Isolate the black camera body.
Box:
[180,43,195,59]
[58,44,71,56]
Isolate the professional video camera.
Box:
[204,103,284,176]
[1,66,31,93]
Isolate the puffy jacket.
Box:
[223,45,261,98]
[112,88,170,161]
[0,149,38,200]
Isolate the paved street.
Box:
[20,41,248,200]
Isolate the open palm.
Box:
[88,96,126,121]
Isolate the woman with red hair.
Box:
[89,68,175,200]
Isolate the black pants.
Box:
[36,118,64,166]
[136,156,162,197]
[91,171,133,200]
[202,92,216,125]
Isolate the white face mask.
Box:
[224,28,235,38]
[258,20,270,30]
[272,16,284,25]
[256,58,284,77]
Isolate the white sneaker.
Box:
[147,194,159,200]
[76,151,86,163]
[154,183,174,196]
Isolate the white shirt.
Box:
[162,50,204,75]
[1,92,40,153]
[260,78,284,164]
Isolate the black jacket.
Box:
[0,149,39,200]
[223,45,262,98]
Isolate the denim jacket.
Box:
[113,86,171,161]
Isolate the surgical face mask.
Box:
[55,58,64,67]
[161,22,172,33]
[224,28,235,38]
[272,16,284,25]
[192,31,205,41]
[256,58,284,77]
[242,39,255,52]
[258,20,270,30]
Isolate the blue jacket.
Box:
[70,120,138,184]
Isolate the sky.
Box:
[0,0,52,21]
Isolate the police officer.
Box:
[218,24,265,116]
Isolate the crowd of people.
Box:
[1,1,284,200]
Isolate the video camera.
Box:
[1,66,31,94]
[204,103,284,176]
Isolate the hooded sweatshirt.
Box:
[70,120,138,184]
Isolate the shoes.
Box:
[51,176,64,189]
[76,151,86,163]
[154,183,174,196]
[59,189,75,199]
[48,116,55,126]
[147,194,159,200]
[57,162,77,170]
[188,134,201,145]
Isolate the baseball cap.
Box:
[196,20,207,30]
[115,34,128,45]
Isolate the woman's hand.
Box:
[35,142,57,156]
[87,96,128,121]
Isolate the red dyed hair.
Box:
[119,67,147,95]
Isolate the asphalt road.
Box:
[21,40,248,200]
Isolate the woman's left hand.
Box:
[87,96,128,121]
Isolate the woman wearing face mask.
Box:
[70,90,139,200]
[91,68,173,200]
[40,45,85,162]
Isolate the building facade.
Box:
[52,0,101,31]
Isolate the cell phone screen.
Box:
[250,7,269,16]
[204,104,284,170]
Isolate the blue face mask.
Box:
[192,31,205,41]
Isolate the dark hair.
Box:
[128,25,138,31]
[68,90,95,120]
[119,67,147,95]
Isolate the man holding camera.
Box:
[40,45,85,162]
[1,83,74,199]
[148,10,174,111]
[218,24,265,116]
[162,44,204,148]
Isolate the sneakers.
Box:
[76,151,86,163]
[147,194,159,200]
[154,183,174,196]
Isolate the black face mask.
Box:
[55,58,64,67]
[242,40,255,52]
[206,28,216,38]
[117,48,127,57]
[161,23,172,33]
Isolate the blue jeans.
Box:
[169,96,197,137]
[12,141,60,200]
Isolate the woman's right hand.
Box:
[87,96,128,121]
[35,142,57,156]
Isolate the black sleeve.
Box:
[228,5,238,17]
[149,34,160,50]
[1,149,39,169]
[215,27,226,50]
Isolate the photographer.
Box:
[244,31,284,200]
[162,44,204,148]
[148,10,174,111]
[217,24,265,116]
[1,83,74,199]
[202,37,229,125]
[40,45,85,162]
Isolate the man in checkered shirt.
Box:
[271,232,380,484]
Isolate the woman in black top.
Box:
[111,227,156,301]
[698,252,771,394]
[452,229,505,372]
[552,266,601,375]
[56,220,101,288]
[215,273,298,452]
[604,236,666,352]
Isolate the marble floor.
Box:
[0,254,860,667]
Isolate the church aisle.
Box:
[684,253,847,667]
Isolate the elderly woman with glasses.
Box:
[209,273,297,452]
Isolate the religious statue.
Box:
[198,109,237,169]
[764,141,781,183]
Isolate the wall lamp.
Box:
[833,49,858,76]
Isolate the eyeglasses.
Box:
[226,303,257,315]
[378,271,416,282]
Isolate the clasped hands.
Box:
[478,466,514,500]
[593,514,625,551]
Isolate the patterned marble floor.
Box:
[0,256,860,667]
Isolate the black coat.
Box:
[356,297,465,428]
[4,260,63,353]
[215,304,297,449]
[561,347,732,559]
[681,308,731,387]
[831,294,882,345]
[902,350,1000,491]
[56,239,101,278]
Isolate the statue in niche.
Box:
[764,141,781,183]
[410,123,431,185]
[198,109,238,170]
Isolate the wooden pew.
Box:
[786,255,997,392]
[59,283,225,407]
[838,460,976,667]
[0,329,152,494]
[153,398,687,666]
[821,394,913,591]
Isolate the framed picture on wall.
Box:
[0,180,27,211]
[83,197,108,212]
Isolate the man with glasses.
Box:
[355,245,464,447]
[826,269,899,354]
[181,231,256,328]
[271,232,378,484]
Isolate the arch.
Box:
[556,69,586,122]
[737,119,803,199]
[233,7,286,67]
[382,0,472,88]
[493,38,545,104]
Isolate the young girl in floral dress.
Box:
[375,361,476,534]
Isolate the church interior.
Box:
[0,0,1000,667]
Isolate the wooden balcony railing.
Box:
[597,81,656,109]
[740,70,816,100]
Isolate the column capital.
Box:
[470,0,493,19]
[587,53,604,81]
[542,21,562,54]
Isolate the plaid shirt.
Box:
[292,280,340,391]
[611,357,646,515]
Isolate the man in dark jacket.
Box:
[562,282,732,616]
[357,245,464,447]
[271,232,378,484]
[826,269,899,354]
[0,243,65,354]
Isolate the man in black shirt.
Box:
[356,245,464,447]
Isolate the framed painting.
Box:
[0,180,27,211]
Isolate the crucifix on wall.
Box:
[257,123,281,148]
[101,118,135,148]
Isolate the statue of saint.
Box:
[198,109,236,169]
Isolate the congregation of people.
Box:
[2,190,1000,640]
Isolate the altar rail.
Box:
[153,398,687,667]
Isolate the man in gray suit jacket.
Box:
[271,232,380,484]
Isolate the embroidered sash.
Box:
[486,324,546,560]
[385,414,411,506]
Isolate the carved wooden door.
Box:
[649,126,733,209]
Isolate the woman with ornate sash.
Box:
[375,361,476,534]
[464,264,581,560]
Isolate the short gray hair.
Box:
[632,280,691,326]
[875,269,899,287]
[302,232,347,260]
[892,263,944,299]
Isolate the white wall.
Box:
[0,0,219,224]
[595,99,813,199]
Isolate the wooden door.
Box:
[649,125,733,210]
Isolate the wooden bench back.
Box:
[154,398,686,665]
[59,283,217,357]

_ _ _

**Work instructions:**
Recast the lines from the one containing "Isolate the short gray hair." through the end of the listing as a JSON list of strings, one string per line, leaving out any blank lines.

**Complete answer:**
[
  "Isolate the short gray hair.",
  "Box:",
  "[632,280,691,326]",
  "[875,269,899,287]",
  "[302,232,347,260]",
  "[892,263,944,299]",
  "Isolate the white wall.",
  "Box:",
  "[0,0,219,224]",
  "[595,99,813,199]",
  "Isolate the wooden door.",
  "Box:",
  "[649,125,733,210]",
  "Isolate the wooden bench back.",
  "Box:",
  "[154,398,686,665]",
  "[59,283,217,357]"
]